Revise the records from the line containing "Pick out the pile" through the end of the records, changing "one dot" to "a single dot" and keeping everything else the same. Give only those lines.
— START OF DATA TO USE —
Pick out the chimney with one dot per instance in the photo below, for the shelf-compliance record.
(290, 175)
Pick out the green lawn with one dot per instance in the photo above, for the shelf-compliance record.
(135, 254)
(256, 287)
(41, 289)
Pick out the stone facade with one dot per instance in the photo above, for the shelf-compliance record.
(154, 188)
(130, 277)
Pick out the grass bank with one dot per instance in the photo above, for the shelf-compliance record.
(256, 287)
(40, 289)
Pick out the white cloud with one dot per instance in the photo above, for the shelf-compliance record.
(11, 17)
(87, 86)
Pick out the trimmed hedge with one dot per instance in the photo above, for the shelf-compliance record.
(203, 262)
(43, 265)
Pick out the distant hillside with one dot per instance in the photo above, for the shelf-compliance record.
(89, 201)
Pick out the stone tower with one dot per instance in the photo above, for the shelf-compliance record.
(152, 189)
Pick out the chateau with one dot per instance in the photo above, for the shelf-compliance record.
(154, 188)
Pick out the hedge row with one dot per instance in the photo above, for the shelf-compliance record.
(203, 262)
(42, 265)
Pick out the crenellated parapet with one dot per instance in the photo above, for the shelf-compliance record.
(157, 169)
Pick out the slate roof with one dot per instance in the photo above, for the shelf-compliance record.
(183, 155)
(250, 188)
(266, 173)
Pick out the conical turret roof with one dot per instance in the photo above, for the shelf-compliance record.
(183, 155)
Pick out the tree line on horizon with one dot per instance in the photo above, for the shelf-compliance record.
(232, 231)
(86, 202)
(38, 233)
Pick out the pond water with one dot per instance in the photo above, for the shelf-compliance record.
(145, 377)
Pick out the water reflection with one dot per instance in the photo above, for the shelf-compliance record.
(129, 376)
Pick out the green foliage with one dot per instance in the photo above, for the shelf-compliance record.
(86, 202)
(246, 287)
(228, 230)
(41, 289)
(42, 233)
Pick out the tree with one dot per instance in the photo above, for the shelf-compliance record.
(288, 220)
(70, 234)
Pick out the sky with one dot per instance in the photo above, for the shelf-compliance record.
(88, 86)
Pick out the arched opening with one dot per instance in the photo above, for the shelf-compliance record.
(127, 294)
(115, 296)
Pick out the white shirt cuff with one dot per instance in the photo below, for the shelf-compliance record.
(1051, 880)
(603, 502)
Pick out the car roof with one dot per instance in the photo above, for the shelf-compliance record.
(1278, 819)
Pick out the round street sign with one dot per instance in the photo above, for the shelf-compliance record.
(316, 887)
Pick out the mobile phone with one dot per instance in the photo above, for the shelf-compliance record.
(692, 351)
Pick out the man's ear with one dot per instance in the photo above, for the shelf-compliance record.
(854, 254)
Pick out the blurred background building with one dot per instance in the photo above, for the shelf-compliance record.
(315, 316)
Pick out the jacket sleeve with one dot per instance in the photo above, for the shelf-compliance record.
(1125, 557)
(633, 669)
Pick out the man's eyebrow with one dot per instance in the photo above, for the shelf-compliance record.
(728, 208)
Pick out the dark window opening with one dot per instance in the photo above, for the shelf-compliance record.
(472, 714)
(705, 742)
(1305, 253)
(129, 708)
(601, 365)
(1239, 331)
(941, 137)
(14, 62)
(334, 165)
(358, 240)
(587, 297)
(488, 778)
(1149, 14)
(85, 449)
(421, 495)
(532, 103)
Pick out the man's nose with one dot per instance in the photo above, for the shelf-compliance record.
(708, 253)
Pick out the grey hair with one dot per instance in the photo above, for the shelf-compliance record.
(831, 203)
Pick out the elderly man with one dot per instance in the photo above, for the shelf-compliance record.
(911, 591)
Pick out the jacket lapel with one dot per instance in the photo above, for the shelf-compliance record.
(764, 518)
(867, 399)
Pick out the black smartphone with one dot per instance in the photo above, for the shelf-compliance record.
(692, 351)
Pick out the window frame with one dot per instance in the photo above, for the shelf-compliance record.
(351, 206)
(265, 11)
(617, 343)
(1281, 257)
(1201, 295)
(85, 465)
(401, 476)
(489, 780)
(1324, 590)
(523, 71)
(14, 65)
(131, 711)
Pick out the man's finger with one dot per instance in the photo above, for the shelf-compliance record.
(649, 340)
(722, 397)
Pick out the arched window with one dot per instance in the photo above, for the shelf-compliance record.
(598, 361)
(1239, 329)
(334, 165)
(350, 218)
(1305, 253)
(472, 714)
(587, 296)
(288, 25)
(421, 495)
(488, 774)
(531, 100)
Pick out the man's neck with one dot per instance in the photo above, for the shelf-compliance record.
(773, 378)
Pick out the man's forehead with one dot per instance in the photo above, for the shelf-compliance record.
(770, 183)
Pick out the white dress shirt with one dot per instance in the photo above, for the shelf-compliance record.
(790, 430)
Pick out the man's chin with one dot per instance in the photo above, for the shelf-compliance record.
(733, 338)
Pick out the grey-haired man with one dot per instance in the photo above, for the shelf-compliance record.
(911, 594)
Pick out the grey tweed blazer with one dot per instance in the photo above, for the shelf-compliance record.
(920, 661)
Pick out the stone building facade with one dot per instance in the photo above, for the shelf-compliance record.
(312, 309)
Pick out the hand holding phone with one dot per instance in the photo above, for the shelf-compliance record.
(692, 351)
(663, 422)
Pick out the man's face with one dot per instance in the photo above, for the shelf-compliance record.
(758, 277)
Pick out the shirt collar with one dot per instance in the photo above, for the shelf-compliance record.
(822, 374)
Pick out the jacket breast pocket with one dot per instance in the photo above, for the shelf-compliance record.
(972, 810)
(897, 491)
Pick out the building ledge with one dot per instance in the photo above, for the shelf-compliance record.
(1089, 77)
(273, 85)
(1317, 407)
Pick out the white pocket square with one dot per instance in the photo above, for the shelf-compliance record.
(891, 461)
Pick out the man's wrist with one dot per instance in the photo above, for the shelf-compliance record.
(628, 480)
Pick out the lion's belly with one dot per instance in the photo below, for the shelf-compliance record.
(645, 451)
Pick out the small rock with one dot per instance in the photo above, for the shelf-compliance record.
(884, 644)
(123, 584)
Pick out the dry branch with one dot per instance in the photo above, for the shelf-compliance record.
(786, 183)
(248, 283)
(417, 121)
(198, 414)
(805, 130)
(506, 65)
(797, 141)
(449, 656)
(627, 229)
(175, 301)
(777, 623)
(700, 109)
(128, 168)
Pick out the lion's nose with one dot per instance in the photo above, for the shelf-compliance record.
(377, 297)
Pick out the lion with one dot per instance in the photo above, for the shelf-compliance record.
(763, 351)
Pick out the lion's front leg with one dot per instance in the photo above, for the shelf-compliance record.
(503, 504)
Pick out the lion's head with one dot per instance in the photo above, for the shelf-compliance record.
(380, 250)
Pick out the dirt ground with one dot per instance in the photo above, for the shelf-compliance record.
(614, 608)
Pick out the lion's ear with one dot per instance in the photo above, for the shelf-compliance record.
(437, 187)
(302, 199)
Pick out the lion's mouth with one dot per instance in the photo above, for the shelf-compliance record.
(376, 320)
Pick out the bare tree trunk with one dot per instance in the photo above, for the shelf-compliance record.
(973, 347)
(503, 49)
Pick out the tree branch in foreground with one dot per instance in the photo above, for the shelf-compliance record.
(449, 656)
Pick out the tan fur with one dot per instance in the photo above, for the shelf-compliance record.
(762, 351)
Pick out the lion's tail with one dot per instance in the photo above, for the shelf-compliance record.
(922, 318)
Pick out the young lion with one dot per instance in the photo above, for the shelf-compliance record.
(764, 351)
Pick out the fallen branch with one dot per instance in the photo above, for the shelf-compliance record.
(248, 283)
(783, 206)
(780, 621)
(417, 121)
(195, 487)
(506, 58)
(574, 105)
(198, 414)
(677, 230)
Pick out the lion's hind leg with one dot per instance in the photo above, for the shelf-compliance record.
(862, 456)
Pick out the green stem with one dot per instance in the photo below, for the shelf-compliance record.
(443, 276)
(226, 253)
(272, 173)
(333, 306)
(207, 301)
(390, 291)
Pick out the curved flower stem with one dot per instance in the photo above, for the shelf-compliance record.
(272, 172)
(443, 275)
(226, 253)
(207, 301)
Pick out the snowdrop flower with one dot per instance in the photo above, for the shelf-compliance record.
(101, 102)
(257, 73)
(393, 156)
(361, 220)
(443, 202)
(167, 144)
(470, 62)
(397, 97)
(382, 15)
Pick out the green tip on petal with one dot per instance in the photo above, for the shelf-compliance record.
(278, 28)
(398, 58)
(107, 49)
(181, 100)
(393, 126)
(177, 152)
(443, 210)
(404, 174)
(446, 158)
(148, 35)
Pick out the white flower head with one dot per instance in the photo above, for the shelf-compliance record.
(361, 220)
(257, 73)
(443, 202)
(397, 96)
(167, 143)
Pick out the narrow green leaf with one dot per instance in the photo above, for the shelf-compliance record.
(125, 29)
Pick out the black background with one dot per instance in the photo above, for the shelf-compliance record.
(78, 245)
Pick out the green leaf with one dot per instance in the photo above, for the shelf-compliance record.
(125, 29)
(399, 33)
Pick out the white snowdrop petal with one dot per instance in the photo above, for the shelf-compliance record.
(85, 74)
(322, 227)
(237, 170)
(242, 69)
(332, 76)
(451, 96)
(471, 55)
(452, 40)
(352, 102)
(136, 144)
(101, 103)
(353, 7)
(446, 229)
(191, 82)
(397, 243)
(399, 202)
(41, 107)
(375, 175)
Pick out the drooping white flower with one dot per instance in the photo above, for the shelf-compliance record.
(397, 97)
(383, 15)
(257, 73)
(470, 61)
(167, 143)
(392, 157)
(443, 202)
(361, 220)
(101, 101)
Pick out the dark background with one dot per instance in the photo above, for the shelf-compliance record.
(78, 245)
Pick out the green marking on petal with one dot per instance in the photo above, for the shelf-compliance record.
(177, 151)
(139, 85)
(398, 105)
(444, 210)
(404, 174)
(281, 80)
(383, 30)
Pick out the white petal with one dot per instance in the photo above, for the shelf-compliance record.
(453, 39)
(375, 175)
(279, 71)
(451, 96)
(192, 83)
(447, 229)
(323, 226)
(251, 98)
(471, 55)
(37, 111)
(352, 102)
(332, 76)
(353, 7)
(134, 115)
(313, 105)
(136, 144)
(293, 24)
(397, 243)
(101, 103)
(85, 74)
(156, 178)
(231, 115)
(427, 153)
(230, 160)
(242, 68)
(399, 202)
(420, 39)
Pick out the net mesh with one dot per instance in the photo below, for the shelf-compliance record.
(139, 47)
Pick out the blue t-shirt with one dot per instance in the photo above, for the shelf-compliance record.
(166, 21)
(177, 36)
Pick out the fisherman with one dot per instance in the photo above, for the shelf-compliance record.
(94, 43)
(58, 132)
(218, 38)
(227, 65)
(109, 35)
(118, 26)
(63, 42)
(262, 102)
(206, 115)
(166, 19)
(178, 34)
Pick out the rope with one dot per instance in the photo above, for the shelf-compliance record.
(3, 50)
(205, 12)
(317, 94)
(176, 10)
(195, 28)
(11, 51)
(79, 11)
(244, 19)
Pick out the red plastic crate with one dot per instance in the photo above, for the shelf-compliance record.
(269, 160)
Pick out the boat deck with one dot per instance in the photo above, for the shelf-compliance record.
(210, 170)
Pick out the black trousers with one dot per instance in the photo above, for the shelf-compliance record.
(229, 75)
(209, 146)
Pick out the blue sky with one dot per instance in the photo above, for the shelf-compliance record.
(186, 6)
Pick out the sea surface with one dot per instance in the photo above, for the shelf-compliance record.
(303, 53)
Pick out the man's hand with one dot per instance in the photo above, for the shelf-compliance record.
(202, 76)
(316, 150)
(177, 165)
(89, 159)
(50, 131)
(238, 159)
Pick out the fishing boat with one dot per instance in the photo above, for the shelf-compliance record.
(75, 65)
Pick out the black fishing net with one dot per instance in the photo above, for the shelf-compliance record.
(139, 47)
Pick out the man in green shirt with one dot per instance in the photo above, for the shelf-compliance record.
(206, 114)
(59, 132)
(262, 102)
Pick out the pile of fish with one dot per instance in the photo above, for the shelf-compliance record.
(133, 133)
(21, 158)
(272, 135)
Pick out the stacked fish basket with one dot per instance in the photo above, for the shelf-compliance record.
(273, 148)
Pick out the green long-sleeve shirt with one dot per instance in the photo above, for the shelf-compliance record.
— END OF DATA TO USE —
#### [FINAL ANSWER]
Pick out the pile of fish with a single dot per instance in the photo above, for the shelf-compliance record.
(133, 133)
(21, 158)
(272, 135)
Pick out the stacked fish basket with a single dot per instance in the photo above, for the shelf-compliance record.
(273, 148)
Pick out the green long-sleeve shirt with a single dot per instance in the photo above, for the shelf-compliance record.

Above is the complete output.